• **AIM OF THE EXERCISE**
Arrange every line of all the items below as a JSON list of strings, one string per line, with blank lines omitted.

[Coordinate annotation entries]
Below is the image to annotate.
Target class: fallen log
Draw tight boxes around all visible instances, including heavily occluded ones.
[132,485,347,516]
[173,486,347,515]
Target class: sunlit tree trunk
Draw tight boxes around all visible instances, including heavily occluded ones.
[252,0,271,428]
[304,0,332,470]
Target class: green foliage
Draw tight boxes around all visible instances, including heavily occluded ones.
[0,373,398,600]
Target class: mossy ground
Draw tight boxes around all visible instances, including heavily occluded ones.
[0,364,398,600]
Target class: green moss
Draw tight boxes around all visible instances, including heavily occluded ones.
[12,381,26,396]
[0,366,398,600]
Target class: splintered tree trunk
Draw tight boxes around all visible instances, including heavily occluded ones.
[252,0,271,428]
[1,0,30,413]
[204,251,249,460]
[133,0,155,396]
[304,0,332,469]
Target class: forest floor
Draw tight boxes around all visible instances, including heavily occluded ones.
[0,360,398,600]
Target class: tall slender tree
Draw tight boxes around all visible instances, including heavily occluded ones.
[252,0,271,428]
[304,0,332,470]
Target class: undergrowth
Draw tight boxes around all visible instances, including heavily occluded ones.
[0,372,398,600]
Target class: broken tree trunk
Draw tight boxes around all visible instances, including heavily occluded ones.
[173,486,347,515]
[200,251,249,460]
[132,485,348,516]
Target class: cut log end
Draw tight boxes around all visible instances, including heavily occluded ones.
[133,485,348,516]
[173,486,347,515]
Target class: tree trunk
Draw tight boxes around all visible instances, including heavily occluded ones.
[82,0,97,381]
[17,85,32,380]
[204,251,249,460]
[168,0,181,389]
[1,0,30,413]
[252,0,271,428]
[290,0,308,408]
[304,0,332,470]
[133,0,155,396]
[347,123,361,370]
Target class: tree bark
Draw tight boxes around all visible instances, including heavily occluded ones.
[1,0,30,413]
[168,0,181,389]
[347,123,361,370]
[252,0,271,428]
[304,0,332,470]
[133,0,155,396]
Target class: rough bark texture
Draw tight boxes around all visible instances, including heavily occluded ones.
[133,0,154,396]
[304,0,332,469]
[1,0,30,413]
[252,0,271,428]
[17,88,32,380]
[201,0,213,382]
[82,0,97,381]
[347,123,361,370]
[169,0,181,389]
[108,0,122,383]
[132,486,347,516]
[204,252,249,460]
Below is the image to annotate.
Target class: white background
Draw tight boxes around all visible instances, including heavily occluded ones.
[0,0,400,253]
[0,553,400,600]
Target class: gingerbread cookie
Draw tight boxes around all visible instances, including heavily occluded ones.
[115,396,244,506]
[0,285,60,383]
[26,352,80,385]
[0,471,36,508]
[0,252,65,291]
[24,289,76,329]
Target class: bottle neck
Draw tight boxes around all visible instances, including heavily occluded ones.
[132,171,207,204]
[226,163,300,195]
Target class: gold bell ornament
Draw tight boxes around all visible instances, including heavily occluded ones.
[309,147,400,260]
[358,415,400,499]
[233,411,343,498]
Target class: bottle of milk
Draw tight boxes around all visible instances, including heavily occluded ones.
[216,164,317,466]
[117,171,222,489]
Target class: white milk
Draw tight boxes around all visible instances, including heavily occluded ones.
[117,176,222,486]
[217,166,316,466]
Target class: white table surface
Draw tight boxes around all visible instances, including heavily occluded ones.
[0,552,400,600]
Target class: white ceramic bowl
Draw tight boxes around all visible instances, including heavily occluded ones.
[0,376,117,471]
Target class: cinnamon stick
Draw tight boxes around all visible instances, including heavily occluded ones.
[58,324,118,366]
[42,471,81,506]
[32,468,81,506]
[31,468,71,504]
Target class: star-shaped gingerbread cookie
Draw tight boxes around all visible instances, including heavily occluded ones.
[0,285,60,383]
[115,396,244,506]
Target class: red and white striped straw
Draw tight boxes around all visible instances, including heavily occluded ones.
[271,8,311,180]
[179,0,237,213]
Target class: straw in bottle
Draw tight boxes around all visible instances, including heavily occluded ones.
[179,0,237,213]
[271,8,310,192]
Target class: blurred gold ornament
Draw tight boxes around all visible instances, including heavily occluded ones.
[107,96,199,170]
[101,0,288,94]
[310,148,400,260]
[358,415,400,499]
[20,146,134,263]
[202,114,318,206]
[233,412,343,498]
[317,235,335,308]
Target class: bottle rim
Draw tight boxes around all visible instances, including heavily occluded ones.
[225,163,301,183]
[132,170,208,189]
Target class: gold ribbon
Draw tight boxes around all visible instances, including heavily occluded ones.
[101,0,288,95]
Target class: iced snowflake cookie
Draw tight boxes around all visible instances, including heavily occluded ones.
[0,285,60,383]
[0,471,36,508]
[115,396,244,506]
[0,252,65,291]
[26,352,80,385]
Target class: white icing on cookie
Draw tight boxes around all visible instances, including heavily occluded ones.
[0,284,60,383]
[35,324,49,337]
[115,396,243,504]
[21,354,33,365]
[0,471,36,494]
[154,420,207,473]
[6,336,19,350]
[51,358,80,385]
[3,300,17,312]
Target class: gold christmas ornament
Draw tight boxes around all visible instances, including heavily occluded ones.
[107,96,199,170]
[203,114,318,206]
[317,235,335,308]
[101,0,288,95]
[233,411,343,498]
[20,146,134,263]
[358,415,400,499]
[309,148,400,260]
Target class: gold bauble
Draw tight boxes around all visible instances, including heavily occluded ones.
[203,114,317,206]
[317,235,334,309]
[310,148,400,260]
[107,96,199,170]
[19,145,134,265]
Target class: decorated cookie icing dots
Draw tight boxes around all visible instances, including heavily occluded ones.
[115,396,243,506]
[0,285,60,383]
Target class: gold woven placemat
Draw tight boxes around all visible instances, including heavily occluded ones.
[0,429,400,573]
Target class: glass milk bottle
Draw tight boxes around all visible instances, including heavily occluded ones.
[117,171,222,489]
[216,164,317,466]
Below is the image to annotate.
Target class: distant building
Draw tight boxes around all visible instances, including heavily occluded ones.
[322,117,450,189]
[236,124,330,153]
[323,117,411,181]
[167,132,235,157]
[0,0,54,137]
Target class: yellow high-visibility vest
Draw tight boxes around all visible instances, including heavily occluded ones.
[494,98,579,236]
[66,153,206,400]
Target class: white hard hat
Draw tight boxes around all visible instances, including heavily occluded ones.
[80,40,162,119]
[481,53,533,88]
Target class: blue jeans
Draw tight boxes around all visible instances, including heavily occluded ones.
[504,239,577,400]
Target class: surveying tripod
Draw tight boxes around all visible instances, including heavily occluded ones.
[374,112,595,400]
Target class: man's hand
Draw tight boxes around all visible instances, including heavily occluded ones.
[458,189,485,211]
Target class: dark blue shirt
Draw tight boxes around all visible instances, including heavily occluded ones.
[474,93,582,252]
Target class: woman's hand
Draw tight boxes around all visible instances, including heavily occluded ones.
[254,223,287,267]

• **RESPONSE TO THE EXERCISE**
[
  "Below is the image to annotate.",
  "Target class: fallen log",
  "Draw tight boxes around all visible instances, including heavily occluded ones.",
  "[132,485,347,516]",
  "[173,486,347,515]",
  "Target class: sunlit tree trunk",
  "Draw tight boxes around all visible instances, including heavily occluded ones.",
  "[252,0,271,428]",
  "[304,0,332,470]",
  "Target class: green foliage",
  "Draw tight boxes around all visible instances, including heavily occluded ones.",
  "[0,373,398,600]",
  "Target class: mossy ground",
  "Draw tight boxes around all visible instances, including heavily occluded ones.",
  "[0,364,398,600]",
  "Target class: green moss",
  "Draw tight boxes around all visible instances, including heavily occluded ones.",
  "[12,381,26,396]",
  "[0,366,398,600]",
  "Target class: splintered tree trunk",
  "Draw tight boxes around all visible instances, including heavily occluded ones.",
  "[252,0,271,428]",
  "[1,0,30,413]",
  "[204,251,249,460]",
  "[133,0,155,396]",
  "[304,0,332,469]",
  "Target class: forest floor",
  "Draw tight boxes around all visible instances, including heavily occluded ones.",
  "[0,360,398,600]",
  "Target class: tall slender tree",
  "Draw tight boxes around all visible instances, including heavily occluded ones.",
  "[252,0,271,428]",
  "[304,0,332,470]",
  "Target class: undergrowth",
  "Draw tight boxes around all visible instances, including heavily occluded ones.",
  "[0,372,398,600]",
  "Target class: broken tree trunk",
  "Draw tight boxes around all visible instances, including heavily occluded ones.",
  "[173,486,347,515]",
  "[200,251,249,460]",
  "[132,485,348,516]",
  "Target class: cut log end",
  "Draw tight boxes around all visible instances, including heavily occluded ones.",
  "[133,485,348,516]",
  "[173,486,347,515]",
  "Target class: tree trunk",
  "Draw tight boxes around all visible instances, including heavily occluded ones.",
  "[82,0,97,381]",
  "[17,85,32,380]",
  "[204,251,249,460]",
  "[168,0,181,389]",
  "[1,0,30,413]",
  "[252,0,271,428]",
  "[290,0,308,408]",
  "[304,0,332,470]",
  "[133,0,155,396]",
  "[347,123,361,370]",
  "Target class: tree bark",
  "Draw tight boxes around all visible instances, including heavily occluded ones.",
  "[1,0,30,413]",
  "[168,0,181,389]",
  "[347,123,361,370]",
  "[252,0,271,428]",
  "[304,0,332,470]",
  "[133,0,155,396]",
  "Target class: rough bark texture",
  "Draw tight boxes around all visible instances, including heavily occluded ones.",
  "[133,0,154,396]",
  "[304,0,332,469]",
  "[1,0,30,413]",
  "[252,0,271,428]",
  "[17,88,32,380]",
  "[201,0,213,382]",
  "[82,0,97,381]",
  "[347,123,361,370]",
  "[169,0,181,389]",
  "[108,0,122,383]",
  "[132,486,347,516]",
  "[204,252,249,460]",
  "Below is the image to annotate.",
  "Target class: white background",
  "Draw tight boxes around all visible instances, including heavily occluded ones.",
  "[0,0,400,253]",
  "[0,553,400,600]",
  "Target class: gingerbread cookie",
  "Draw tight boxes around all visible instances, including heavily occluded ones.",
  "[115,396,244,506]",
  "[0,285,60,383]",
  "[26,352,80,385]",
  "[0,471,36,508]",
  "[0,252,65,291]",
  "[24,289,76,329]",
  "Target class: bottle neck",
  "Draw tight boxes around all visible instances, including heavily occluded ones.",
  "[132,171,207,204]",
  "[226,163,300,195]",
  "Target class: gold bell ornament",
  "Draw tight boxes around all visible instances, including heavily occluded ones.",
  "[309,147,400,260]",
  "[358,415,400,499]",
  "[233,411,343,498]",
  "Target class: bottle of milk",
  "Draw tight boxes around all visible instances, including heavily occluded ones.",
  "[216,164,317,466]",
  "[117,171,222,489]",
  "Target class: white milk",
  "Draw tight boxes around all visible instances, including heavily occluded ones.",
  "[117,176,222,486]",
  "[217,166,316,466]",
  "Target class: white table surface",
  "Draw tight boxes around all visible instances, including heavily occluded ones.",
  "[0,552,400,600]",
  "Target class: white ceramic bowl",
  "Draw tight boxes around all visible instances, including heavily occluded ones.",
  "[0,376,117,471]",
  "Target class: cinnamon stick",
  "Draw tight boxes around all visible instances, including heavily occluded ones.",
  "[58,324,118,366]",
  "[42,471,81,506]",
  "[32,468,81,506]",
  "[31,468,71,504]",
  "Target class: star-shaped gingerbread cookie",
  "Draw tight boxes around all visible instances, including heavily occluded ones.",
  "[0,285,60,383]",
  "[115,396,244,506]",
  "Target class: red and white striped straw",
  "Draw tight boxes around all visible instances, including heavily occluded ones.",
  "[271,8,311,180]",
  "[179,0,237,213]",
  "Target class: straw in bottle",
  "Draw tight boxes around all visible instances, including heavily occluded ones.",
  "[179,0,237,213]",
  "[271,8,310,192]",
  "Target class: blurred gold ornament",
  "Draw tight boxes around all visible instances, including heavily occluded ones.",
  "[107,96,199,170]",
  "[101,0,288,94]",
  "[310,148,400,260]",
  "[358,415,400,499]",
  "[20,146,134,263]",
  "[202,114,318,206]",
  "[233,412,343,498]",
  "[317,235,335,308]",
  "Target class: bottle rim",
  "Draw tight boxes around all visible instances, including heavily occluded ones.",
  "[225,163,301,183]",
  "[132,170,208,189]",
  "Target class: gold ribbon",
  "Draw tight boxes around all visible instances, including heavily occluded ones.",
  "[101,0,288,95]",
  "Target class: iced snowflake cookie",
  "Draw tight boxes around all visible instances, including heavily occluded ones.",
  "[0,285,60,383]",
  "[0,471,36,508]",
  "[115,396,244,506]",
  "[0,252,65,291]",
  "[26,352,80,385]",
  "Target class: white icing on cookie",
  "Draw tight boxes around all visible instances, including heavily occluded ones.",
  "[0,284,60,383]",
  "[35,324,49,337]",
  "[115,396,243,504]",
  "[21,354,33,365]",
  "[0,471,36,494]",
  "[154,420,207,473]",
  "[6,336,19,350]",
  "[51,358,80,385]",
  "[3,300,17,312]",
  "Target class: gold christmas ornament",
  "Draw tight boxes around all visible instances, including heavily occluded ones.",
  "[107,96,199,170]",
  "[203,114,318,206]",
  "[317,235,335,308]",
  "[101,0,288,95]",
  "[233,411,343,498]",
  "[20,146,134,263]",
  "[358,415,400,499]",
  "[309,148,400,260]",
  "Target class: gold bauble",
  "Draw tight boxes around all visible instances, including heavily occluded ones.",
  "[203,114,317,206]",
  "[317,235,334,309]",
  "[310,148,400,260]",
  "[107,96,199,170]",
  "[19,145,134,265]",
  "Target class: decorated cookie icing dots",
  "Draw tight boxes around all visible instances, including heavily occluded ones.",
  "[115,396,243,506]",
  "[0,285,60,383]",
  "Target class: gold woven placemat",
  "Draw tight boxes around all visible instances, including heavily occluded ones.",
  "[0,429,400,573]",
  "Target class: glass milk bottle",
  "Draw tight boxes around all visible instances, including heavily occluded ones.",
  "[117,171,222,489]",
  "[216,164,317,466]",
  "Below is the image to annotate.",
  "Target class: distant building",
  "Draw tight boxes around all visible instances, including heavily occluded ones.",
  "[322,117,450,189]",
  "[236,124,330,153]",
  "[323,117,411,181]",
  "[167,132,235,157]",
  "[0,0,54,137]",
  "Target class: yellow high-visibility vest",
  "Draw tight boxes around all visible instances, including heavily occluded ones.",
  "[494,98,579,236]",
  "[66,153,206,400]",
  "Target class: white hard hat",
  "Draw tight boxes around all visible instances, including heavily occluded ones.",
  "[80,40,162,119]",
  "[481,53,533,88]",
  "Target class: blue jeans",
  "Draw tight boxes around all visible instances, including heavily occluded ones.",
  "[504,239,577,400]",
  "Target class: surveying tripod",
  "Draw tight boxes around all visible instances, including heavily occluded ones.",
  "[374,112,595,400]",
  "Target class: man's hand",
  "Draw tight boxes around all visible instances, including heavily occluded ones.",
  "[458,189,485,211]",
  "Target class: dark blue shirt",
  "Draw tight boxes around all visible instances, including heavily occluded ones.",
  "[474,93,582,252]",
  "Target class: woman's hand",
  "Draw tight boxes around all visible instances, including heavily occluded ones.",
  "[254,223,287,267]"
]